Region pointing data:
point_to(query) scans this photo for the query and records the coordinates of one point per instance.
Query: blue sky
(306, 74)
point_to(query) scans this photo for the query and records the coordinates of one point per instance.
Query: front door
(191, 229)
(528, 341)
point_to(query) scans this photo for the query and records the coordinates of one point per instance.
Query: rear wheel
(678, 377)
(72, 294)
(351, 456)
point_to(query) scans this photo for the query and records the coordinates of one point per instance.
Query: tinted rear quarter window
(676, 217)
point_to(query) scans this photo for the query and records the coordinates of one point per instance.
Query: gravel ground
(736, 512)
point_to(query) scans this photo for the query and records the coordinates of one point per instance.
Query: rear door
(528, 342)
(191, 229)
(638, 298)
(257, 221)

* * *

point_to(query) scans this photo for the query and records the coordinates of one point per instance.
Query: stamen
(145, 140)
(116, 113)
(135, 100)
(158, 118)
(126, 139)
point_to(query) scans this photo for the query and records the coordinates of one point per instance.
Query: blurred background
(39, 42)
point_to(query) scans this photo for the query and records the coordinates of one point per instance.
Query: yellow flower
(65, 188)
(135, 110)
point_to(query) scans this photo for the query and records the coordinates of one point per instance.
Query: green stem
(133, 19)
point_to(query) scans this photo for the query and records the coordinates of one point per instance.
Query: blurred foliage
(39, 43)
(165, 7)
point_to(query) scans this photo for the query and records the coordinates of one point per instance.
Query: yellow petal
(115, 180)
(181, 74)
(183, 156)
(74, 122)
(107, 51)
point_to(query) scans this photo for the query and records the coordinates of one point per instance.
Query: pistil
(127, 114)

==

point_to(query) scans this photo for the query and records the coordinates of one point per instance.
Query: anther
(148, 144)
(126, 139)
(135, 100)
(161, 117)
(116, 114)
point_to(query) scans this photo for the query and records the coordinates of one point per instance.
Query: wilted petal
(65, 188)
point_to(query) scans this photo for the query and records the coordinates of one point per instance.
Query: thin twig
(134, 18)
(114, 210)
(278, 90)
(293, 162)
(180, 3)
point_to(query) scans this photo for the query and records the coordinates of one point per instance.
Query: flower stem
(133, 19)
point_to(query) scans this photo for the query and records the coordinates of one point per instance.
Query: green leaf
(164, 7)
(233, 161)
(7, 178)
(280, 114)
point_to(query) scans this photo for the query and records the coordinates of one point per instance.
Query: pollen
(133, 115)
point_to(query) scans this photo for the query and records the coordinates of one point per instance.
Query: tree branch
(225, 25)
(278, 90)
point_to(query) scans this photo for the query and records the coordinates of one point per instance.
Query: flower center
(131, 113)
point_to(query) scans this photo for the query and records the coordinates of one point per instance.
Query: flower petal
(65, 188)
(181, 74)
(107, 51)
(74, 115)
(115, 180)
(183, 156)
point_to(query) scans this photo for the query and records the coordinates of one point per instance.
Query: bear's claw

INSTRUCTIONS TO FOLLOW: As listed above, the lines from the line with "Query: pollen" to the line with "Query: bear's claw" are to be echoed exactly, with both ends included and nothing added.

ANSWER FOR THIS EXERCISE:
Query: pollen
(133, 115)
point_to(query) scans this photo for the query and records the coordinates of one point per instance.
Query: tree branch
(225, 25)
(278, 90)
point_to(query) scans this photo for the query and records the coordinates of one point per instance.
Query: flower center
(131, 113)
point_to(query) scans this photo for the query and records the coordinates of one point per instance.
Query: flower petal
(65, 188)
(181, 74)
(107, 51)
(74, 115)
(115, 180)
(183, 156)
point_to(query) scans this photo for the query and records the coordinates of one point per instance.
Query: bear's claw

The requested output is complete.